● **Task prompt**:
Locate each line in the data below that contains the string "background", treating uppercase and lowercase as different, and copy every such line.

── Extracted material ──

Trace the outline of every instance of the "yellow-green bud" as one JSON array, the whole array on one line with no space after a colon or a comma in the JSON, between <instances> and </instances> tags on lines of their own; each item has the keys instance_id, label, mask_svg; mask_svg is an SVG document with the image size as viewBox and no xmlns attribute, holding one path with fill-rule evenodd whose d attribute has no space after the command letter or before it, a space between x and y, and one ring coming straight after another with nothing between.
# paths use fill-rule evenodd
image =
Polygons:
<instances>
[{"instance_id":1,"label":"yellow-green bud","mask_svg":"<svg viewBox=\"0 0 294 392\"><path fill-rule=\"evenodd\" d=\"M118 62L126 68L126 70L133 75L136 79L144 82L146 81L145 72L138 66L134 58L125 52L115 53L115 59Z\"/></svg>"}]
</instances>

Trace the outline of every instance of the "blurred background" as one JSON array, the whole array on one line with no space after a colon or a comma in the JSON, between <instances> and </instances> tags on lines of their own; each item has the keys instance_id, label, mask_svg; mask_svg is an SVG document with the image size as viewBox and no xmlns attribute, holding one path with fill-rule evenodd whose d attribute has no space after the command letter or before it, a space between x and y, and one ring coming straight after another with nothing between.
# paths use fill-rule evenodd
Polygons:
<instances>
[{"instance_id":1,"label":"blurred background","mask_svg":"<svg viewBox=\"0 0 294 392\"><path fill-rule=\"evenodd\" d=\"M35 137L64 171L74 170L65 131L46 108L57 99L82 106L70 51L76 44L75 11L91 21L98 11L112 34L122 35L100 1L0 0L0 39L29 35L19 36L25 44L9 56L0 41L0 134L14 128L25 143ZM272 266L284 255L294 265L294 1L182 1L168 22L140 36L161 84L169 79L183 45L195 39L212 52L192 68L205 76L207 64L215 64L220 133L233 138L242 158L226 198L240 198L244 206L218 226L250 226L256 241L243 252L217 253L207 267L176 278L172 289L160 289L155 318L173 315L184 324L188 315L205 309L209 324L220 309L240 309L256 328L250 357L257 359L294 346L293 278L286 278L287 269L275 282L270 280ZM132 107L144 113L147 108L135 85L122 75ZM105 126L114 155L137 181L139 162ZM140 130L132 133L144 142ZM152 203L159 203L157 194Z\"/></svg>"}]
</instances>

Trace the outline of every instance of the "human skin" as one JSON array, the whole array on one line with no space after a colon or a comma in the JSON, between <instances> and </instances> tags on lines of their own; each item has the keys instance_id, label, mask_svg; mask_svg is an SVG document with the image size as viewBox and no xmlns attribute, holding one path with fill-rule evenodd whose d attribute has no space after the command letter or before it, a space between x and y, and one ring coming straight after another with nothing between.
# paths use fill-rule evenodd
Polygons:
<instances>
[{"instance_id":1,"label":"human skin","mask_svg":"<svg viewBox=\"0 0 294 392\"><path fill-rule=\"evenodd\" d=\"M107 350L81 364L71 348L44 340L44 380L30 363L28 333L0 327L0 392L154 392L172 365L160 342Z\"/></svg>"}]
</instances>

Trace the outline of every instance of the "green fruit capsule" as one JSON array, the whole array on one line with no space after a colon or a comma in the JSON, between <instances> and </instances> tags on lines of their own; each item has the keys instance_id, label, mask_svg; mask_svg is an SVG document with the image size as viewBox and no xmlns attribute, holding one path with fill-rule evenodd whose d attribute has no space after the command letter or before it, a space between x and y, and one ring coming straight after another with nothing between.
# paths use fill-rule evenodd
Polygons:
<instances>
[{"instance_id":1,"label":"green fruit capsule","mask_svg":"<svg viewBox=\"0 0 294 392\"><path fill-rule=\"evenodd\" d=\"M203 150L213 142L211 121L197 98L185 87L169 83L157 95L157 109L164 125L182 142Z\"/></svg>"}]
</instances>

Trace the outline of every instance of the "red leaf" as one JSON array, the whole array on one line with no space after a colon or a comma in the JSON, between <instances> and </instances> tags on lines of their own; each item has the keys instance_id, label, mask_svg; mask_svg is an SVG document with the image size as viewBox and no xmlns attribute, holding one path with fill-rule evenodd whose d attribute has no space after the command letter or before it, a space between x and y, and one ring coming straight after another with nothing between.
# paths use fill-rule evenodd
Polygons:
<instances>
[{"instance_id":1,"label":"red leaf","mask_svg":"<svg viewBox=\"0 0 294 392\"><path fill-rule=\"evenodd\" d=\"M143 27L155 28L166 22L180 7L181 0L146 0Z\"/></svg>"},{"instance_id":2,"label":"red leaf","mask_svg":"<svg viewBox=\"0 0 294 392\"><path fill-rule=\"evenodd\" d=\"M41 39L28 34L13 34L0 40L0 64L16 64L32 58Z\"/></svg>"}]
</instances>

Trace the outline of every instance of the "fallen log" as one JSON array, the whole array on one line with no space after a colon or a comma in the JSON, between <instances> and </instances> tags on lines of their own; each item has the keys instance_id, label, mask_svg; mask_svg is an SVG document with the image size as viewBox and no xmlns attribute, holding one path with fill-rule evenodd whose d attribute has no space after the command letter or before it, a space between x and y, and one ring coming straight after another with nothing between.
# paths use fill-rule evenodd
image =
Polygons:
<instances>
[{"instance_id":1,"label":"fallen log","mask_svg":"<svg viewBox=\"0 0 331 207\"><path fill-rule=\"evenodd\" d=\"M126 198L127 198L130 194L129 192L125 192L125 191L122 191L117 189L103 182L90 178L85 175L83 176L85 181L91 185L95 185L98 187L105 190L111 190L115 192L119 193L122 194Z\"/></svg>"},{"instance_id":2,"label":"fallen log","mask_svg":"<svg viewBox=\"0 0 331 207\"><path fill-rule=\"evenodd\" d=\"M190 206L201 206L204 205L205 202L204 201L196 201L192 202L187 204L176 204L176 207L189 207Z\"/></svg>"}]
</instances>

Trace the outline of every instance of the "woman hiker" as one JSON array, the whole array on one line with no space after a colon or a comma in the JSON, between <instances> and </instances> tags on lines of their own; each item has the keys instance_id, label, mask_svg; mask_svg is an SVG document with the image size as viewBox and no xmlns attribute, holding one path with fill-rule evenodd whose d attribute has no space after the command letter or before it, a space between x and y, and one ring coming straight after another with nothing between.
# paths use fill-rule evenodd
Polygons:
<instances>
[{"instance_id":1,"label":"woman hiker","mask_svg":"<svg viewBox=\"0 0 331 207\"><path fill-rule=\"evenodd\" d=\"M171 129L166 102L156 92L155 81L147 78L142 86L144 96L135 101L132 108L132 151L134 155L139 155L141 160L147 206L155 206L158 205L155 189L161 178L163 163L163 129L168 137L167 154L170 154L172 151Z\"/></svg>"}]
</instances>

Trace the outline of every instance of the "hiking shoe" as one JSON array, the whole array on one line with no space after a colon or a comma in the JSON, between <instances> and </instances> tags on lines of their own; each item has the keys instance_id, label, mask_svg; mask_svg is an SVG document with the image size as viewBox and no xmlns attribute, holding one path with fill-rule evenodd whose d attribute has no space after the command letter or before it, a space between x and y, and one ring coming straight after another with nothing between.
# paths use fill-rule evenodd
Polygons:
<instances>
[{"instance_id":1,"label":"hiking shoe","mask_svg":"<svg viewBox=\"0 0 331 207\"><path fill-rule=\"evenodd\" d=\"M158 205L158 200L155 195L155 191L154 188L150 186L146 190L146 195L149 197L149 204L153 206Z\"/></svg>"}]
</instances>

───

● **Finished exercise**:
Trace the outline of every instance of the "blurred background" as one JSON array, the whole array on one line with no space after a colon or a comma in the JSON, between <instances> and </instances> tags on lines of their own; each item has the keys instance_id, label, mask_svg; mask_svg is an SVG document with the image size as viewBox and no xmlns attribute, holding one path with fill-rule evenodd whose d attribute has no space after the command letter or before it, a space between x and y, and one ring coming straight after another with nothing between.
[{"instance_id":1,"label":"blurred background","mask_svg":"<svg viewBox=\"0 0 294 392\"><path fill-rule=\"evenodd\" d=\"M35 137L64 171L74 170L65 131L46 108L57 99L82 106L70 51L76 44L75 11L91 21L98 11L112 34L122 35L100 1L0 0L0 39L29 35L19 36L25 44L9 56L0 41L0 134L14 128L25 143ZM272 266L284 255L294 265L294 1L182 1L168 22L140 36L161 84L169 79L183 45L195 39L212 52L192 68L205 76L207 64L215 64L220 133L233 138L242 158L226 198L240 198L244 206L218 226L250 226L256 241L243 252L217 253L207 267L176 278L172 289L160 289L155 318L173 315L184 324L188 315L205 309L209 324L220 309L240 309L256 328L250 357L257 359L294 346L293 278L286 278L287 269L275 282L270 280ZM132 107L144 113L147 108L135 85L122 75ZM105 126L114 155L137 181L139 162ZM140 130L132 133L144 142ZM152 203L159 203L157 194Z\"/></svg>"}]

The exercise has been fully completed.